Reproduce the entries word for word from the very beginning through the line that contains "[[[143,348],[594,343],[611,116],[592,93],[152,151]]]", including that line.

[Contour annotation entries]

■ ■ ■ ■

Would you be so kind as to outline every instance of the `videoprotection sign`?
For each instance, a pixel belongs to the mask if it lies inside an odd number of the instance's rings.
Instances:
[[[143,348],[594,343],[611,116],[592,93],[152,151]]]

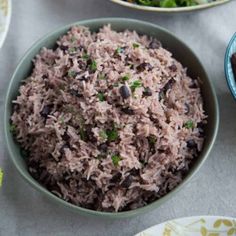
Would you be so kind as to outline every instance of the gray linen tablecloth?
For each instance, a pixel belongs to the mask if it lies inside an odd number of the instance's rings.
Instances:
[[[236,1],[217,8],[174,15],[126,9],[108,0],[13,0],[7,40],[0,51],[0,114],[10,77],[24,52],[56,27],[95,17],[130,17],[166,27],[201,59],[220,104],[215,146],[194,179],[170,201],[146,215],[110,221],[82,217],[58,207],[35,191],[17,173],[0,132],[0,235],[132,235],[168,219],[193,215],[236,216],[236,102],[226,85],[223,60],[236,31]],[[2,120],[0,123],[2,127]]]

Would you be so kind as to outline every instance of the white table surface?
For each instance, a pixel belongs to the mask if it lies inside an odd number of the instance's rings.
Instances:
[[[236,217],[236,101],[226,85],[223,59],[236,31],[236,0],[188,14],[160,15],[126,9],[108,0],[13,0],[7,40],[0,51],[0,114],[11,74],[24,52],[52,29],[95,17],[130,17],[166,27],[182,38],[205,64],[220,104],[215,146],[194,179],[159,209],[133,219],[110,221],[82,217],[48,201],[17,173],[0,132],[0,235],[133,235],[156,223],[192,215]],[[0,119],[2,127],[2,118]]]

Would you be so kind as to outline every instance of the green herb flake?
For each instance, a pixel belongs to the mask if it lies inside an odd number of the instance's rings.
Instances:
[[[121,53],[121,52],[122,52],[122,48],[121,48],[121,47],[118,47],[118,48],[116,49],[116,51],[115,51],[116,54],[119,54],[119,53]]]
[[[99,131],[99,137],[102,138],[103,140],[107,139],[107,134],[104,130]]]
[[[192,120],[188,120],[187,122],[184,123],[184,127],[186,129],[193,129],[194,128],[194,123]]]
[[[96,159],[98,159],[98,160],[101,160],[101,159],[104,159],[104,158],[105,158],[105,156],[104,156],[104,155],[101,155],[101,154],[99,154],[99,155],[96,156]]]
[[[130,85],[130,89],[132,92],[135,91],[136,88],[140,88],[142,87],[142,83],[140,80],[135,80],[131,85]]]
[[[11,132],[12,134],[15,134],[15,133],[16,133],[16,126],[15,126],[14,124],[11,124],[11,125],[10,125],[10,132]]]
[[[133,43],[133,48],[139,48],[139,44],[137,44],[137,43]]]
[[[63,116],[59,117],[58,121],[62,124],[65,124],[65,119]]]
[[[74,70],[68,71],[68,76],[69,76],[69,77],[74,78],[76,75],[77,75],[77,72],[76,72],[76,71],[74,71]]]
[[[84,60],[88,60],[88,59],[89,59],[89,55],[88,55],[87,53],[84,53],[84,54],[82,55],[82,58],[83,58]]]
[[[113,127],[112,130],[107,130],[106,134],[107,134],[107,139],[110,142],[116,141],[119,138],[118,131],[117,131],[117,129],[115,127]]]
[[[155,143],[157,142],[156,136],[150,135],[150,136],[148,137],[148,142],[149,142],[149,144],[152,145],[152,146],[155,145]]]
[[[119,166],[119,162],[121,161],[121,157],[119,155],[112,155],[111,159],[114,166]]]
[[[160,1],[160,7],[177,7],[175,0],[162,0]]]
[[[74,43],[76,40],[77,40],[77,39],[76,39],[76,37],[75,37],[74,35],[70,38],[70,42],[71,42],[71,43]]]
[[[97,62],[95,60],[92,60],[91,64],[89,65],[90,70],[95,72],[97,70]]]
[[[79,130],[79,134],[80,134],[81,140],[86,141],[86,132],[84,131],[82,127]]]
[[[98,93],[97,94],[97,97],[98,97],[98,99],[99,99],[99,101],[100,102],[104,102],[105,101],[105,95],[104,95],[104,93]]]
[[[105,80],[106,77],[105,77],[105,75],[102,75],[102,74],[101,74],[101,75],[99,75],[98,79],[99,79],[99,80]]]
[[[129,76],[128,76],[128,75],[125,75],[125,76],[123,76],[121,79],[122,79],[122,81],[127,81],[127,80],[129,80]]]
[[[69,52],[70,54],[76,53],[76,51],[77,51],[77,48],[75,48],[75,47],[68,49],[68,52]]]
[[[2,187],[3,182],[3,170],[0,168],[0,187]]]

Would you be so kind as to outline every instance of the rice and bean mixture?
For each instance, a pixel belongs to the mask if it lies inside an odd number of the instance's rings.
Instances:
[[[157,39],[74,26],[33,63],[11,130],[49,191],[126,211],[183,180],[202,149],[206,115],[198,80]]]

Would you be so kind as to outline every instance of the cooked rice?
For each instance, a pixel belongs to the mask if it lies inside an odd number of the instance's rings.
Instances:
[[[202,150],[197,79],[135,31],[72,27],[36,56],[19,91],[11,122],[29,172],[81,207],[145,206],[175,188]]]

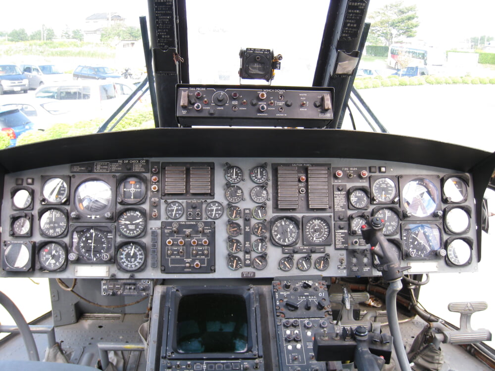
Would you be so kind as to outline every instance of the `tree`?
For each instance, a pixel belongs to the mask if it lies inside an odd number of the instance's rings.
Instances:
[[[10,41],[27,41],[29,39],[28,34],[23,28],[12,30],[8,34],[8,40]]]
[[[84,39],[84,35],[83,34],[83,32],[81,31],[81,30],[73,30],[72,39],[75,39],[76,40],[82,41],[83,39]]]
[[[141,38],[139,28],[119,23],[104,28],[100,40],[103,43],[109,43],[115,40],[139,40]]]
[[[380,40],[390,46],[401,37],[416,36],[419,22],[416,5],[405,6],[401,1],[388,4],[370,16],[371,40]]]

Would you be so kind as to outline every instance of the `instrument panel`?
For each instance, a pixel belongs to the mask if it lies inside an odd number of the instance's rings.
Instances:
[[[472,179],[340,158],[140,158],[5,176],[1,275],[141,278],[380,275],[360,230],[410,273],[477,269]]]

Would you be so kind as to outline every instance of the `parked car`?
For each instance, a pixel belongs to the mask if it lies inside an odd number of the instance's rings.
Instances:
[[[34,125],[25,115],[18,109],[4,110],[0,108],[0,129],[6,133],[10,139],[9,147],[15,145],[21,134],[32,130]]]
[[[122,75],[107,67],[78,66],[72,73],[74,80],[105,80],[118,79]]]
[[[408,67],[399,70],[392,75],[406,77],[422,76],[428,74],[428,70],[425,67]]]
[[[45,84],[69,80],[70,75],[58,71],[53,64],[21,64],[21,70],[29,82],[29,89],[36,89]]]
[[[0,95],[5,92],[28,92],[28,79],[15,64],[0,64]]]

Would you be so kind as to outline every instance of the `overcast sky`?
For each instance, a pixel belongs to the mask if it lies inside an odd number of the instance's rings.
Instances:
[[[225,0],[223,0],[225,1]],[[276,17],[277,11],[291,0],[265,0],[241,1],[227,0],[228,6],[222,6],[222,0],[212,0],[211,8],[217,15],[223,16],[223,9],[237,8],[235,16],[225,15],[228,19],[242,18],[247,9],[255,10],[263,21]],[[23,28],[28,33],[40,29],[42,24],[59,32],[68,26],[71,30],[82,28],[85,19],[94,13],[117,12],[126,18],[127,24],[139,26],[139,17],[148,15],[147,0],[84,0],[75,2],[67,0],[3,0],[0,9],[0,30],[10,31]],[[370,0],[369,12],[379,8],[393,0]],[[297,0],[299,7],[307,9],[312,6],[321,8],[325,0]],[[209,3],[206,0],[188,1],[188,13],[200,4]],[[262,3],[263,6],[253,4]],[[423,39],[450,40],[477,35],[495,36],[495,0],[404,0],[404,3],[416,3],[421,22],[418,37]],[[270,11],[267,9],[270,9]],[[301,19],[308,22],[307,14]],[[439,30],[443,31],[439,32]],[[432,42],[433,42],[432,41]]]

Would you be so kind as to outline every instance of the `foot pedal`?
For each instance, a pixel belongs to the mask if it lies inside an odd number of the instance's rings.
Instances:
[[[445,336],[443,342],[450,344],[471,344],[492,340],[492,333],[484,328],[473,330],[471,327],[471,316],[477,312],[488,308],[485,301],[450,303],[448,310],[461,314],[460,325],[457,331],[442,331]]]

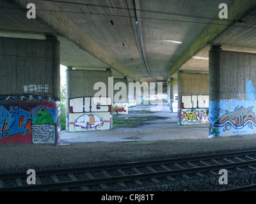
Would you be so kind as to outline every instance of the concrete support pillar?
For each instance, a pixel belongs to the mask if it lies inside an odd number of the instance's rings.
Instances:
[[[67,69],[67,129],[112,128],[113,78],[106,71]]]
[[[209,51],[209,138],[256,133],[256,54]]]
[[[127,78],[114,78],[114,100],[112,105],[113,114],[128,114]]]
[[[171,78],[167,84],[167,97],[170,99],[170,111],[178,112],[178,80]]]
[[[60,143],[60,41],[0,38],[0,144]]]
[[[209,75],[179,72],[178,124],[208,123]]]

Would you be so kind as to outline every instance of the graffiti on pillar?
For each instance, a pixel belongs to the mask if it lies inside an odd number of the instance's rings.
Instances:
[[[209,95],[181,96],[180,108],[182,109],[208,108]]]
[[[180,125],[208,123],[208,109],[180,109],[178,113],[178,124]]]
[[[109,98],[70,99],[67,128],[70,131],[106,130],[112,127]]]
[[[8,110],[0,106],[0,138],[22,133],[26,136],[29,131],[27,126],[31,120],[31,114],[17,106],[11,106]]]

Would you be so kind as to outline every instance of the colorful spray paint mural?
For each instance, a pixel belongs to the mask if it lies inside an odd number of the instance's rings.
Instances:
[[[69,131],[111,129],[110,99],[104,97],[70,99],[67,121],[67,129]]]
[[[178,124],[192,125],[209,122],[208,108],[179,109]]]
[[[113,114],[128,114],[128,103],[113,105],[112,112]]]
[[[209,138],[256,133],[255,100],[210,102]]]
[[[60,112],[60,102],[0,101],[0,144],[59,144]]]

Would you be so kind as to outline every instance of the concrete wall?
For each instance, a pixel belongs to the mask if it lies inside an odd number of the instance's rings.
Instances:
[[[209,75],[179,72],[178,124],[208,123]]]
[[[113,93],[113,113],[128,114],[128,81],[126,77],[114,78]]]
[[[256,54],[209,51],[209,138],[256,133]]]
[[[0,144],[60,143],[60,42],[0,38]]]
[[[111,94],[108,91],[109,87],[113,89],[113,84],[109,84],[111,75],[111,71],[67,69],[68,131],[112,128]]]

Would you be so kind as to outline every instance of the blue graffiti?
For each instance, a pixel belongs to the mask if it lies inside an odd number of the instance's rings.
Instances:
[[[25,128],[29,120],[32,120],[31,114],[19,107],[10,107],[8,111],[3,106],[0,107],[0,138],[16,134],[28,134]]]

■ ■ ■ ■

Answer:
Would you be so kind as to outline every instance of the `videoprotection sign`?
For each instance, a pixel belongs to the mask if it lies inside an odd number of the instance's rings.
Instances:
[[[143,348],[594,343],[611,116],[592,93],[152,151]]]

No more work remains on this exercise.